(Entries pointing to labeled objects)
-----

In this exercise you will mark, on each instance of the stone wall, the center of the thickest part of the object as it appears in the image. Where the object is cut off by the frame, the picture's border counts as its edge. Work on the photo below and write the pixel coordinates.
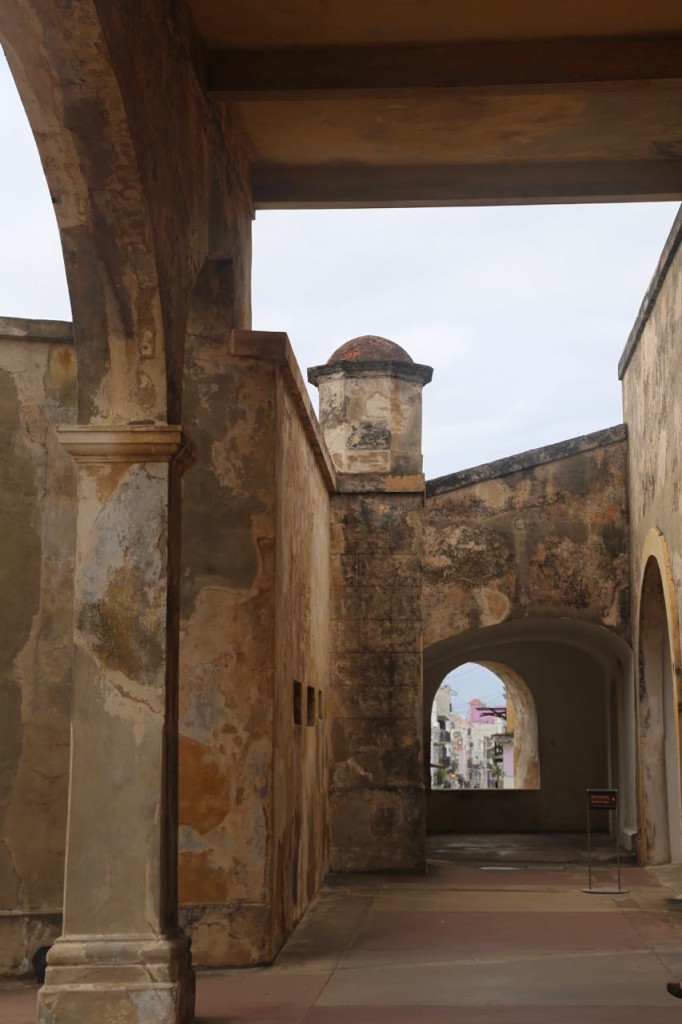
(650, 370)
(255, 621)
(300, 833)
(377, 798)
(542, 535)
(37, 536)
(525, 564)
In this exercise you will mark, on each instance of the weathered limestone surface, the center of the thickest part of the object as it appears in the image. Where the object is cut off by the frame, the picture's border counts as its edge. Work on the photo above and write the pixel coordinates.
(121, 949)
(569, 686)
(377, 799)
(651, 369)
(547, 540)
(525, 564)
(38, 540)
(300, 801)
(377, 778)
(147, 178)
(255, 619)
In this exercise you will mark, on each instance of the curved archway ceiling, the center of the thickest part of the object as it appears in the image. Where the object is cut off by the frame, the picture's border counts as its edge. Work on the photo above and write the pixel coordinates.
(419, 101)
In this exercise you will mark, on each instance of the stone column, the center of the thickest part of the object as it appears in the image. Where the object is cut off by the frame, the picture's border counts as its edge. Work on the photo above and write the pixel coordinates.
(121, 957)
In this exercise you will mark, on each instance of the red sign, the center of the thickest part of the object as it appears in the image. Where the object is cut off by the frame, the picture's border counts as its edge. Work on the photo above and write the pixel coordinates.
(602, 800)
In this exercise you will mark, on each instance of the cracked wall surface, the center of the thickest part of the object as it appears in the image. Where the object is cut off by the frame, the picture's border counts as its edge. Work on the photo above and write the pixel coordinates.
(37, 516)
(254, 620)
(650, 370)
(545, 540)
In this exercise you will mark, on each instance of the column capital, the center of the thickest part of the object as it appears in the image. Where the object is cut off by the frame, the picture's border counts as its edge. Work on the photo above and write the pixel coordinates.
(129, 442)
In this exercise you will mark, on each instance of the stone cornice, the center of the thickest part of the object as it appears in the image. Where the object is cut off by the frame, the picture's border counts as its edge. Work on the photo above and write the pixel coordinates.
(526, 460)
(130, 443)
(372, 368)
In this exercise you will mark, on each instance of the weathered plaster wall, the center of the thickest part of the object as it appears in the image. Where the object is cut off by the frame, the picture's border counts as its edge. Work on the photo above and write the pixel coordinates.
(227, 654)
(148, 179)
(377, 798)
(536, 540)
(37, 540)
(543, 535)
(300, 838)
(651, 370)
(569, 688)
(255, 569)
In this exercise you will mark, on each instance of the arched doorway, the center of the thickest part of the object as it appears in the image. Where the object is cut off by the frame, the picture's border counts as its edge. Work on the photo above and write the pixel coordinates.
(483, 730)
(659, 749)
(581, 682)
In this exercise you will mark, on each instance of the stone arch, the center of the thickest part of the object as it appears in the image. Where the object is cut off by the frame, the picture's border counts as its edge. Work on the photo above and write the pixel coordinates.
(60, 61)
(526, 756)
(658, 707)
(521, 720)
(582, 681)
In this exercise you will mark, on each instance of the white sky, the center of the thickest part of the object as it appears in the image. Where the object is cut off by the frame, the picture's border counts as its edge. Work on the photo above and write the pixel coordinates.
(522, 311)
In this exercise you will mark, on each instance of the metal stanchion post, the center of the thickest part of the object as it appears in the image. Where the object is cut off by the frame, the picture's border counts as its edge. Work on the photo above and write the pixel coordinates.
(604, 800)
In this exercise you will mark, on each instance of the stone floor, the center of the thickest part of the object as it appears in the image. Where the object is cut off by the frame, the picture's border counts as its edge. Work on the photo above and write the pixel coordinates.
(499, 932)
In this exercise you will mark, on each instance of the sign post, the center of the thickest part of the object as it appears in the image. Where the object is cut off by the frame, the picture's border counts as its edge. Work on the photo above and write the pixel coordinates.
(603, 800)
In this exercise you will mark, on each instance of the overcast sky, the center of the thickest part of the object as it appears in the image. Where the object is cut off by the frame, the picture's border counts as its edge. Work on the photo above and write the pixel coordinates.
(521, 311)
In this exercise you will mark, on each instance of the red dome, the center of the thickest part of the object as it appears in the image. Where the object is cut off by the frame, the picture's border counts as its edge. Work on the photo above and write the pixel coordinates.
(370, 348)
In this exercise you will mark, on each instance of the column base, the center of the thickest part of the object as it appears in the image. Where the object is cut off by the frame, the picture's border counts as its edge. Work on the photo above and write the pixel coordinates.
(118, 979)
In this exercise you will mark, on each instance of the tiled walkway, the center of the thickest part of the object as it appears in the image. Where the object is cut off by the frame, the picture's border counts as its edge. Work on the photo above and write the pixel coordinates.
(487, 941)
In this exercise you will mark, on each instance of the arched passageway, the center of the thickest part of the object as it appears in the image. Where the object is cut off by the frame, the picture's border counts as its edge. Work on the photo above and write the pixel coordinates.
(659, 750)
(483, 730)
(581, 683)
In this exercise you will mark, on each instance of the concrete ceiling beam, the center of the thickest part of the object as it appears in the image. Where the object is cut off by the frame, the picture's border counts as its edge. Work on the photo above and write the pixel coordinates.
(339, 185)
(248, 74)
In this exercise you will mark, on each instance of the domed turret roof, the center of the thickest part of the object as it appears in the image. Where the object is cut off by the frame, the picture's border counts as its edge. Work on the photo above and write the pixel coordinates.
(369, 348)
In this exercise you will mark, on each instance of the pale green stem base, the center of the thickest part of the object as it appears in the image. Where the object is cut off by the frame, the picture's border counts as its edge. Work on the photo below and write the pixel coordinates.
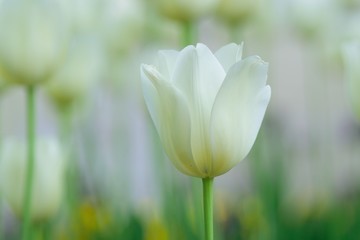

-----

## TASK GOAL:
Gather every line above that contains the word "white" and reproduce each one in full.

## RESULT OF THIS TASK:
In this exercise you will mark, on each instance of the white sky, the center of the thickest part of the object as it appears in the image. Where the object is cut off by the frame, the picture's border counts as its edge. Work on the photo above and write the pixel coordinates.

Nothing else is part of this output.